# Wood Duck Load...



## Killer Kyle (Jan 2, 2012)

Hey guys / gals...I'm new to waterfowling this year, and I had a quick question about your choice of load for shooting woodies.  I'm shooting a Mossberg 500 with 28'' barrel.  I'm using an Imp. Cyl. choke, and shooting Kent Cartridge Fasteel 3'' mags in 6 shot steel.  I went with  size 6 shot because I figured woodies are smaller and I could get away with smaller shot for a more dense pattern.  Can you give me your thoughts on this combo?  I'd like your input, especially if you're using this gun/choke combo. I believe I've been "peppering" them with shot and it's not enough to bring them down, and a lot of birds are getting away.  I say this because when I get a shot on a bird, often times the one I'm shooting at will waiver irregularly in flight and sometimes even slow down or momentarily hover.  The woodies where I'm hunting are flying pretty high.  I don't know if that's just typical of them, or if it's because of the high hunting pressure.  That said, the birds are typically high and the shots are typically long.  40 yards is pretty much the average.  I've speculated that simply switching to full choke may do the trick, or should I maybe switch to a larger shot size...say 4, and heavier shot like Hevi-Shot or Federal High Density loads?  So basically what I'm asking is...when shooting woodies, do YOU prefer more downrange velocity and terminal energy, or denser patterns?  Let me know what choke / load you're using and explain to me why you prefer that combo.    Your speculation and input will be greatly appreciated!  Thanks to you all, and I wish you a blessed New Year!


----------



## webfootwidowmaker (Jan 2, 2012)

I shoot #3 from woodies to mallards. #6 at teal


----------



## diger79 (Jan 2, 2012)

It really matters on how far are you taking the shots.I shoot mallards with #6 loads but there at 10 yars with there feet on the water.Shooting ponds where the shots are over 10 yards we shoot #2. Patternmaster choke tubes for over 10 yards.IC for under.


----------



## backwoods special (Jan 2, 2012)

I like to use num2 s an 4s depending on my location an I shoot a mod choke an i use hevi shot it seems to reach out an touch haven't lost a bird to it yet blind side holds a pattern but you gota find a load that best suits you dont switch up because you are use to that load which results in a bad shot or cripple


----------



## Killer Kyle (Jan 2, 2012)

**Excerpted records**

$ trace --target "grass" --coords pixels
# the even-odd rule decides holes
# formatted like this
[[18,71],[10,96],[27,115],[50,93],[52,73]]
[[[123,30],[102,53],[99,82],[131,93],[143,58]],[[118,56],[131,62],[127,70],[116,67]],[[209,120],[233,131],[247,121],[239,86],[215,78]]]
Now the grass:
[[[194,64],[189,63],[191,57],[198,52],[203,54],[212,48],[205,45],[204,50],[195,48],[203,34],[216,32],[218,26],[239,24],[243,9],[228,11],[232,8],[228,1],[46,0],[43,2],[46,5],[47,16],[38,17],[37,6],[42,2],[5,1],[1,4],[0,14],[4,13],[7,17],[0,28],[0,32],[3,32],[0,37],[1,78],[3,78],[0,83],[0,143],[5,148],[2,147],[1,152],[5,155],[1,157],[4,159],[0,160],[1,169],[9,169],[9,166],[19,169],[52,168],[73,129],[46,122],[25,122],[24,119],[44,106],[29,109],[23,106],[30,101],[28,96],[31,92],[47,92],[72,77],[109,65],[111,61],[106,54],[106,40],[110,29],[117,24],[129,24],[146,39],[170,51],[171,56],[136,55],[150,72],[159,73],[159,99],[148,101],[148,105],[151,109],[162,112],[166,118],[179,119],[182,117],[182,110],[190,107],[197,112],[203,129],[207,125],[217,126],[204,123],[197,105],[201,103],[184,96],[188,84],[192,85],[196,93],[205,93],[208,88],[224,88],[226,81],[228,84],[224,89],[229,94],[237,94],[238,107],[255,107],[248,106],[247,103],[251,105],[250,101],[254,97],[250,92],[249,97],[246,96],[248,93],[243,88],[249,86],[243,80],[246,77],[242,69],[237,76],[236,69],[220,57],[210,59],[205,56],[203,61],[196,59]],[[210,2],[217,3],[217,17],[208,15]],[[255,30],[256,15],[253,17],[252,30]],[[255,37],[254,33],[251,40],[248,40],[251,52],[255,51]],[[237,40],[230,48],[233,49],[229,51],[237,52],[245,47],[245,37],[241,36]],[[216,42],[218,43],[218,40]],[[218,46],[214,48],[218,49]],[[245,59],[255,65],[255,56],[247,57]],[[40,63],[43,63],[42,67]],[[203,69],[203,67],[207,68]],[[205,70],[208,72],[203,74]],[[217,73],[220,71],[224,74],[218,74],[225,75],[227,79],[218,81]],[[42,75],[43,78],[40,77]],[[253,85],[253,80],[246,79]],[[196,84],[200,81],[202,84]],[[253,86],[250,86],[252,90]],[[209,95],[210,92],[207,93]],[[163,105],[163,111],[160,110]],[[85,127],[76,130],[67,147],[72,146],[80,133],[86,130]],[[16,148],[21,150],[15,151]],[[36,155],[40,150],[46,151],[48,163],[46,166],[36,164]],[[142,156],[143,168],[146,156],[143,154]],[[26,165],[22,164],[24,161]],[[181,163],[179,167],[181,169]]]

**What you should do**
Can you carry the forum thread on wood duck loads forward from its final line?

**Expected output**
So from what you're all telling me, it seems you experienced guys are shooting larger shot.  I've got a box of Hevi-Metal in 3 shot. I'm gonna give that a try for my next hunt.  Thanks guys!  Since my shots are long, I'm going to choke it down to Mod as well.  I'll be back on the water in a day or two and let you guys know how I do.  I appreciate your input fellas!


----------



## backwoods special (Jan 2, 2012)

No prob pm me an I can help u more I kill thr mess outa woodys but I use number2s an a mod ive made some unbelievably long shots an droped em


----------



## wingding (Jan 2, 2012)

Need to put your shot size and choke combo on some paper and see what it's doing at 40 yrds. then you'll know.


----------



## HALOJmpr (Jan 2, 2012)

shooting under 30 yards then #4 and you can even use a skeet choke.  shooting 25 + then #2 and a mod choke.  Good Luck!


----------



## cowhornedspike (Jan 2, 2012)

wingding said:


> Need to put your shot size and choke combo on some paper and see what it's doing at 40 yrds. then you'll know.



This. ^^  

I would also pattern it at 30 yds.  I would not shoot at ducks beyond 30 yds with #6 steel and would suggest that you step up to #4 for wood ducks and use #3 for most other ducks.


----------



## trophyslayer (Jan 2, 2012)

i shoot the exact same gun... IMO the modified factory choke with black cloud number 3s is the best all around load i have found for all types of duck hunting... havent tried it on honkers but i would assume it best to use bb on them. As i said in a past post i shot two woodies with one black cloud shell at about 30 yards full speed in the timber. One was completely fatal... head almost blown off and the other was winged enough for me to walk right up to without trying to get away.


----------



## Quail man (Jan 2, 2012)

all i shoot is woodies and i have a imp. cly. in my humpback, number 6s in flooded timber that i have a hole cut in the middle of with jap millet planted and there landen on my head, and number 4s in my 5 acre pond


----------



## tashwoo (Jan 2, 2012)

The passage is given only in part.